--- Task brief ---
Extract each line of the data that contains the string "positive", treating uppercase and lowercase letters as distinct.

--- Data in this exercise ---
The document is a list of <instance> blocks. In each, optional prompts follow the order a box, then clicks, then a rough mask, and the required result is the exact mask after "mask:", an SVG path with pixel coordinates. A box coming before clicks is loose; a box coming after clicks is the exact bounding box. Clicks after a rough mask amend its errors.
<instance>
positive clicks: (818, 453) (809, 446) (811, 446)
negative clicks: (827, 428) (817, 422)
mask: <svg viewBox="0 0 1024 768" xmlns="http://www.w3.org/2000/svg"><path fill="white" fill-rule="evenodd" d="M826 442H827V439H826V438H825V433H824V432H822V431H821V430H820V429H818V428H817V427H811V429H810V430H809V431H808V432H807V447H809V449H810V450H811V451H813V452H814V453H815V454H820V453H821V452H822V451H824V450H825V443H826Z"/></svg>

--- Written answer ---
positive clicks: (818, 453) (809, 446) (811, 446)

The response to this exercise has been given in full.